The problem with an interviewer saying, "No that is not the correct answer." is that it actually means, "That is not the answer I have, thus that is not the answer I am looking for, therefore I will tell you that your answer is not correct even though your answer may simply be in a different context."

This is a sad situation.  It's a matter of mis-communication between the interviewer and the interviewee.  It causes good candidates to lose out on potential positions and it causes good employers to lose out on good candidates.

Labeling a candidate as "good" or "answered my questions the way I wanted them answered" is simply not fair.

Did you, the interviewer, attempt to understand the candidates answer by giving them the same question with a different wording?  Was your question specific enough to enable the candidate to answer the way you expect them to?

I find interview questions to be very subject in nature and of course the interviewer will always the be the one that is "right".  Most of the time this is because of mis-communication.

If you are in a position of hiring, please take this into consideration when giving these "tests" to candidates.  Answers are not standardized and the candidates sure don't think like you or know >your< specific answer to the question.

I've seen better days.
Tuesday, July 29, 2003

If you run into an interviewer who tells you "that's not the answer I was looking for" or "that's not the correct answer", and is not willing to listen to why you think it is a valid answer, then why would you want to work for them, anyway? The interview process is a two way street. Too many people think it's the company interviewing the prospective employee without realizing that it's also the opportunity for the prospective employee to interview the company.

Tuesday, July 29, 2003

Is this a real problem?  I've never had an interview where I was asked technical questions, then was rejected due to not giving the answer the interviewer expected. 

Tuesday, July 29, 2003

"Is this a real problem?"

Yep, BTDT. Of course, I didn't care that I didn't get the job for exactly the reason stated above.

+ + + +

# Exercise tasks:
1: Condense the paragraph beginning "If you run into an interviewer" from the discussion about job interviews, keeping its main points.
2: In the discussion about job interviews, reproduce verbatim the passage from "This is a sad" to "on good candidates.".

# Data extracted from a collection:
+ + + +

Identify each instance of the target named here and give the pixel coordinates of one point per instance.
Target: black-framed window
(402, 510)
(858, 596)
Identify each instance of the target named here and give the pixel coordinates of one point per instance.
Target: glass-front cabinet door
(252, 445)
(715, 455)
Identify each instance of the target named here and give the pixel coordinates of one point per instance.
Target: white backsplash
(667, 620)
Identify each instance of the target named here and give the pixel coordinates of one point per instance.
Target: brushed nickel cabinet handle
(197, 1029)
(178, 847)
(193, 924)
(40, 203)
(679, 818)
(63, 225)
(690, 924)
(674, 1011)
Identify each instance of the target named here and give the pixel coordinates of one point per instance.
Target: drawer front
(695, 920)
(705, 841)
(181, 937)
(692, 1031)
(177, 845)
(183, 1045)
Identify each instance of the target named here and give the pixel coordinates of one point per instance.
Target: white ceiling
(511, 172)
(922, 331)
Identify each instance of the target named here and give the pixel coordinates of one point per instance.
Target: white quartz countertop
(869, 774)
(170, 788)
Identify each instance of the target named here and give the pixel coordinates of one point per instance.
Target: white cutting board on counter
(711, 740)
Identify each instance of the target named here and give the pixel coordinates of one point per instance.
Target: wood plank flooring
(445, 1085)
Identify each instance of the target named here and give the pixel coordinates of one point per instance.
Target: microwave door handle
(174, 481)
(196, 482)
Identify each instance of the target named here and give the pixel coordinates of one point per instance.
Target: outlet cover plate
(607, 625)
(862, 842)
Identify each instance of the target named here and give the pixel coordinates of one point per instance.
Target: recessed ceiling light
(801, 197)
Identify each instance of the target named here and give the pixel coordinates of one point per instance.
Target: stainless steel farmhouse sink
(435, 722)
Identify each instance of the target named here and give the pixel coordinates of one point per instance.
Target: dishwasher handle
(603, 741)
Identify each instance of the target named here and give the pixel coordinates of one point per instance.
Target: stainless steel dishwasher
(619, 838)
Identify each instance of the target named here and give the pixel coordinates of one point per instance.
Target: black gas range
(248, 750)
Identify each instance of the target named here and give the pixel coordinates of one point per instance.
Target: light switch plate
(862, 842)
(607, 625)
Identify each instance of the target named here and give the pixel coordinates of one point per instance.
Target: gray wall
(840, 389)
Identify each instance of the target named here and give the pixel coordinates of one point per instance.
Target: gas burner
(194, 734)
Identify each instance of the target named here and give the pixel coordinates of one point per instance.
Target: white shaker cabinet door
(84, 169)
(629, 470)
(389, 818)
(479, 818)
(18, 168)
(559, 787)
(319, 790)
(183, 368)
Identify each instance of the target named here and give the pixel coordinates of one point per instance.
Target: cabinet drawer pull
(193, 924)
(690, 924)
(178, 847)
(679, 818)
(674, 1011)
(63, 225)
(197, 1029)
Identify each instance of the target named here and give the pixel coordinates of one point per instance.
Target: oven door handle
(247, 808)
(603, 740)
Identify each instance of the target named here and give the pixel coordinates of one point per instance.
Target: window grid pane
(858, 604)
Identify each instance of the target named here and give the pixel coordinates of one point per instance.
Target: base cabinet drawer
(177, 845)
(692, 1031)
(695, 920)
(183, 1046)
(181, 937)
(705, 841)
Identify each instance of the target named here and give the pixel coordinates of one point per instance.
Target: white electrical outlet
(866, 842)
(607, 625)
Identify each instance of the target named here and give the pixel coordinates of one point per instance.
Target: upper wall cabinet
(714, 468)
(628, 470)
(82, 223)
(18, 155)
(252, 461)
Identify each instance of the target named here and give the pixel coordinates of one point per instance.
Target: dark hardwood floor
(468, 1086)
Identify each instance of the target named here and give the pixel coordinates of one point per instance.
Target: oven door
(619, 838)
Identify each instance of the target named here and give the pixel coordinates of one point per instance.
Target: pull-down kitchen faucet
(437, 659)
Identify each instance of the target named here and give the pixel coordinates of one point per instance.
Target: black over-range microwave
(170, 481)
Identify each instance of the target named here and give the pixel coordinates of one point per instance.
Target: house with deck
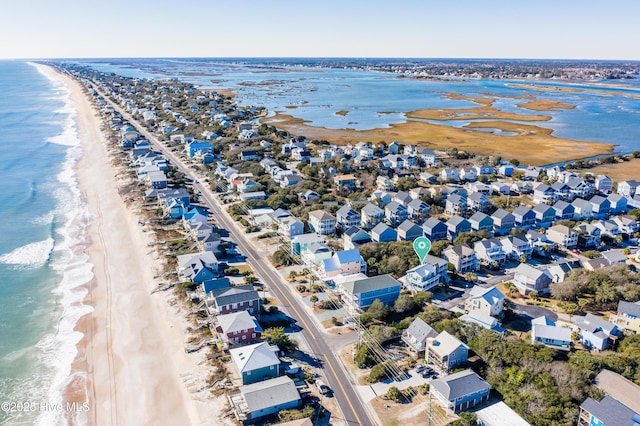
(417, 334)
(257, 362)
(446, 352)
(460, 391)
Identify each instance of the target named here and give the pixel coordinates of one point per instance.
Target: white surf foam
(32, 255)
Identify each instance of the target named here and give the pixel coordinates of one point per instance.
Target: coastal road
(353, 410)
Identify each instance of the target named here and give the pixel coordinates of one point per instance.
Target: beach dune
(131, 358)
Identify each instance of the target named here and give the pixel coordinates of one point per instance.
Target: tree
(393, 393)
(313, 299)
(378, 310)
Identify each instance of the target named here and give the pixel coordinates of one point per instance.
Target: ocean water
(42, 243)
(377, 100)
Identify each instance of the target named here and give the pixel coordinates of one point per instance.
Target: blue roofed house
(481, 222)
(302, 242)
(345, 262)
(462, 257)
(601, 207)
(618, 203)
(256, 362)
(485, 321)
(354, 237)
(435, 229)
(409, 231)
(563, 210)
(359, 293)
(525, 217)
(489, 301)
(197, 267)
(489, 251)
(582, 209)
(259, 400)
(460, 391)
(371, 216)
(457, 225)
(596, 333)
(545, 332)
(528, 279)
(322, 222)
(395, 213)
(347, 217)
(418, 210)
(478, 202)
(456, 204)
(545, 215)
(503, 222)
(416, 335)
(382, 233)
(516, 246)
(446, 352)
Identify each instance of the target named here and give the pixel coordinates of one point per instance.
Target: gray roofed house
(608, 412)
(481, 222)
(525, 217)
(528, 279)
(435, 229)
(265, 398)
(234, 299)
(256, 362)
(409, 231)
(460, 391)
(359, 293)
(628, 316)
(416, 335)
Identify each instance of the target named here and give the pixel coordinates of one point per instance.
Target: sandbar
(531, 145)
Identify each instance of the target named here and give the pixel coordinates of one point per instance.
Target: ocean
(42, 243)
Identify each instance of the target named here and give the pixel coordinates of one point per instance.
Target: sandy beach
(131, 366)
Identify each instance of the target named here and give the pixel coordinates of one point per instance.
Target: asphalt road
(353, 411)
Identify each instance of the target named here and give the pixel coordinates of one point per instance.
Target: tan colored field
(532, 145)
(624, 170)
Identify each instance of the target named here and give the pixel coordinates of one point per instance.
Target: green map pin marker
(422, 245)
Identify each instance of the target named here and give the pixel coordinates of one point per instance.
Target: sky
(547, 29)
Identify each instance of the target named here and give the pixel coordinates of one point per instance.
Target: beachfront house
(545, 332)
(435, 229)
(595, 332)
(197, 267)
(322, 222)
(446, 352)
(257, 362)
(345, 262)
(354, 237)
(371, 216)
(460, 391)
(628, 316)
(259, 400)
(233, 299)
(462, 257)
(489, 301)
(528, 279)
(239, 328)
(358, 293)
(417, 334)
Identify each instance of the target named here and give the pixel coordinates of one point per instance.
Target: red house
(239, 328)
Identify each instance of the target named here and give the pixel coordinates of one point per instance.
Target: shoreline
(130, 365)
(532, 145)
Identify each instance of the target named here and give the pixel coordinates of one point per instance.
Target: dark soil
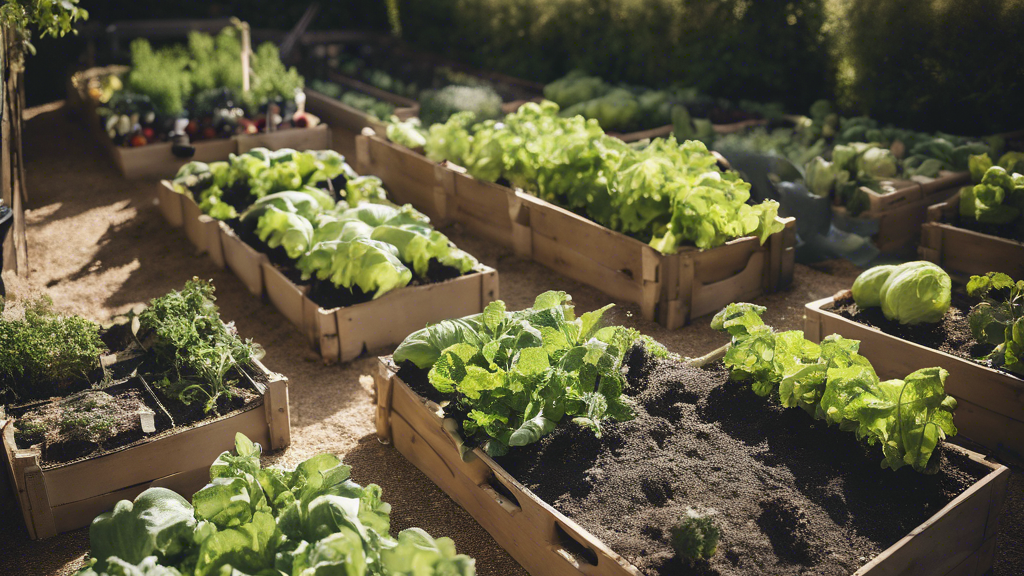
(952, 335)
(792, 495)
(1010, 231)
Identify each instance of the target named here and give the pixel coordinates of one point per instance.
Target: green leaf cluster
(668, 194)
(43, 350)
(517, 374)
(359, 241)
(997, 198)
(909, 293)
(250, 521)
(175, 77)
(196, 351)
(834, 383)
(998, 319)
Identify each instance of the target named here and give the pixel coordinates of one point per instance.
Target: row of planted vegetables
(627, 449)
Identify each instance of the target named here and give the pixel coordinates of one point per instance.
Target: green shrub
(44, 351)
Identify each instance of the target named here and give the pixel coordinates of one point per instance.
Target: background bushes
(948, 65)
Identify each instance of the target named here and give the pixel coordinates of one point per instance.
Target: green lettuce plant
(909, 293)
(834, 383)
(196, 351)
(998, 319)
(361, 240)
(669, 194)
(518, 374)
(311, 520)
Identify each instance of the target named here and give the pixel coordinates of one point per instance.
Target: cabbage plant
(909, 293)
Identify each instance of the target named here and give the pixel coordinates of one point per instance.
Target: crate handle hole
(505, 498)
(571, 549)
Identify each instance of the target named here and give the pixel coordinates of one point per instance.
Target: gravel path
(98, 246)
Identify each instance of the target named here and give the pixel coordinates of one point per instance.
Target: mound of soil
(792, 495)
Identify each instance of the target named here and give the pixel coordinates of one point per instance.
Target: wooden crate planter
(548, 543)
(964, 252)
(990, 403)
(339, 334)
(156, 160)
(897, 216)
(670, 288)
(55, 498)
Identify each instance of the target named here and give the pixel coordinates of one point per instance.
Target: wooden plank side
(340, 115)
(408, 175)
(574, 233)
(970, 252)
(593, 273)
(943, 541)
(158, 458)
(748, 284)
(317, 137)
(991, 403)
(389, 319)
(77, 515)
(156, 160)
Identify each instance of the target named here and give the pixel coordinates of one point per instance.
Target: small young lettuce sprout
(695, 537)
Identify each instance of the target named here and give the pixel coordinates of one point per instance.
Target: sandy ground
(98, 246)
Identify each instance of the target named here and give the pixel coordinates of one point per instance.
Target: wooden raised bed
(965, 252)
(990, 403)
(56, 498)
(156, 160)
(548, 543)
(670, 288)
(899, 215)
(339, 334)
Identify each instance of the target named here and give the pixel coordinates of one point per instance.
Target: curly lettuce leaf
(418, 246)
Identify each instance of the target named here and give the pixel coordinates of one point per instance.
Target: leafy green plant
(361, 241)
(909, 293)
(44, 350)
(517, 374)
(997, 196)
(49, 17)
(440, 105)
(998, 319)
(668, 194)
(696, 535)
(196, 350)
(834, 383)
(249, 520)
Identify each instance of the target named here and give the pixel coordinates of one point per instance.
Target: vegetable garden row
(582, 447)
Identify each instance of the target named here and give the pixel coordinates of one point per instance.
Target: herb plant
(998, 319)
(517, 374)
(249, 520)
(833, 382)
(196, 350)
(44, 351)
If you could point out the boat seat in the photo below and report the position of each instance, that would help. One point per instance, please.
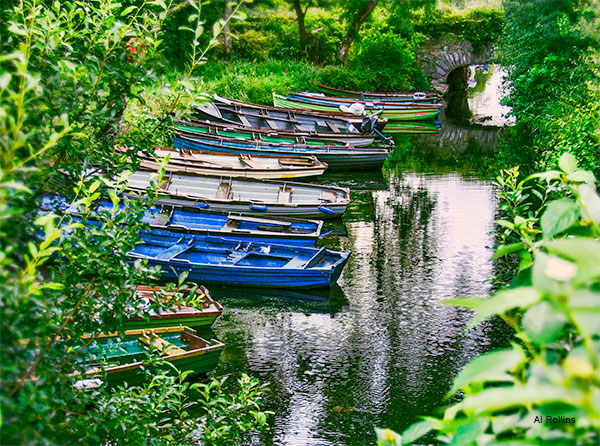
(251, 162)
(316, 259)
(244, 120)
(285, 194)
(165, 185)
(295, 263)
(164, 347)
(334, 128)
(328, 196)
(259, 220)
(173, 251)
(224, 191)
(272, 124)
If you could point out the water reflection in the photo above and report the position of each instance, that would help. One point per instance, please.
(389, 352)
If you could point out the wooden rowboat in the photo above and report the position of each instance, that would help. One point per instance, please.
(247, 196)
(275, 136)
(226, 262)
(277, 118)
(415, 96)
(201, 314)
(224, 164)
(169, 221)
(336, 157)
(388, 111)
(122, 358)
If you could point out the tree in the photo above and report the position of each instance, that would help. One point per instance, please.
(300, 15)
(364, 10)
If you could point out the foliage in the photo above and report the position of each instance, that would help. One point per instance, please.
(228, 418)
(479, 26)
(378, 58)
(551, 55)
(544, 388)
(68, 73)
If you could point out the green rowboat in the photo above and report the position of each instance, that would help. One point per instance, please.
(409, 114)
(197, 316)
(121, 359)
(251, 135)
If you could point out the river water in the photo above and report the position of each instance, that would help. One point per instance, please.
(379, 349)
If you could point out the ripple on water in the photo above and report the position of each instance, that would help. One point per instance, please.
(391, 352)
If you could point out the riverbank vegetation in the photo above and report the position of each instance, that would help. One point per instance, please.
(551, 51)
(69, 71)
(78, 78)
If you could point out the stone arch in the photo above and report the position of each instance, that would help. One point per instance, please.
(440, 58)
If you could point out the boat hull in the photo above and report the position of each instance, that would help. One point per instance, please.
(258, 265)
(408, 114)
(342, 159)
(269, 135)
(252, 277)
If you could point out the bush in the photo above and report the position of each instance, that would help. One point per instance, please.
(387, 62)
(551, 59)
(479, 26)
(544, 388)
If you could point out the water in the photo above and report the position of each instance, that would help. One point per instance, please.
(378, 350)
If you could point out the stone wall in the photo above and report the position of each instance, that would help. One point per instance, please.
(440, 58)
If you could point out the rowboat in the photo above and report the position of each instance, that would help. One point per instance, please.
(216, 260)
(387, 111)
(336, 157)
(246, 196)
(253, 115)
(406, 127)
(197, 311)
(233, 165)
(171, 221)
(416, 96)
(275, 136)
(122, 358)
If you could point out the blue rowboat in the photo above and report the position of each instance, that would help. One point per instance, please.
(391, 111)
(336, 157)
(417, 96)
(216, 260)
(170, 222)
(246, 196)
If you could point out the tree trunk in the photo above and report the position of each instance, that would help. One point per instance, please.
(226, 30)
(352, 32)
(300, 14)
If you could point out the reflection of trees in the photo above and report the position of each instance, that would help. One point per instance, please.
(466, 150)
(391, 354)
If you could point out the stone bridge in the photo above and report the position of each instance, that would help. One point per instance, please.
(441, 58)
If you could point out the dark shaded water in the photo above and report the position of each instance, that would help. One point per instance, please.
(378, 350)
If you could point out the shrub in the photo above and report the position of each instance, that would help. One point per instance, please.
(543, 389)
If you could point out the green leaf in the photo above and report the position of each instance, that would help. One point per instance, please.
(549, 271)
(508, 249)
(499, 303)
(490, 367)
(548, 175)
(387, 437)
(4, 80)
(582, 176)
(590, 203)
(416, 431)
(567, 163)
(505, 223)
(542, 323)
(585, 310)
(585, 252)
(468, 434)
(558, 217)
(502, 398)
(128, 10)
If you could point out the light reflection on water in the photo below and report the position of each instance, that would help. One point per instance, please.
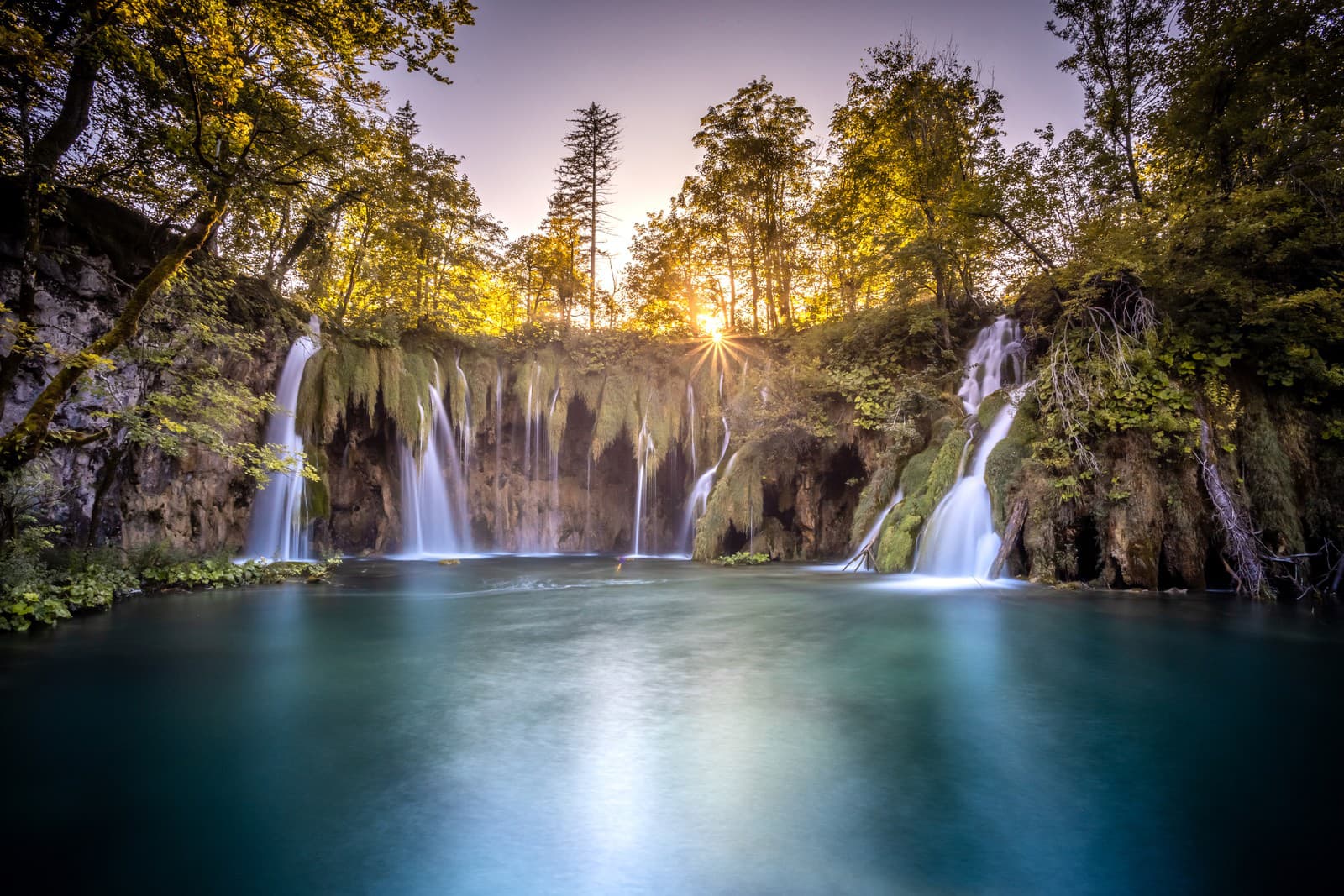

+ + + +

# Answers to each task:
1: If an interviewer calls your answer incorrect or not what they were looking for and won't hear why you consider it valid, there is little reason to want to work for them. Interviewing runs both ways: many people forget that the candidate is also interviewing the company.

2:
This is a sad situation.  It's a matter of mis-communication between the interviewer and the interviewee.  It causes good candidates to lose out on potential positions and it causes good employers to lose out on good candidates.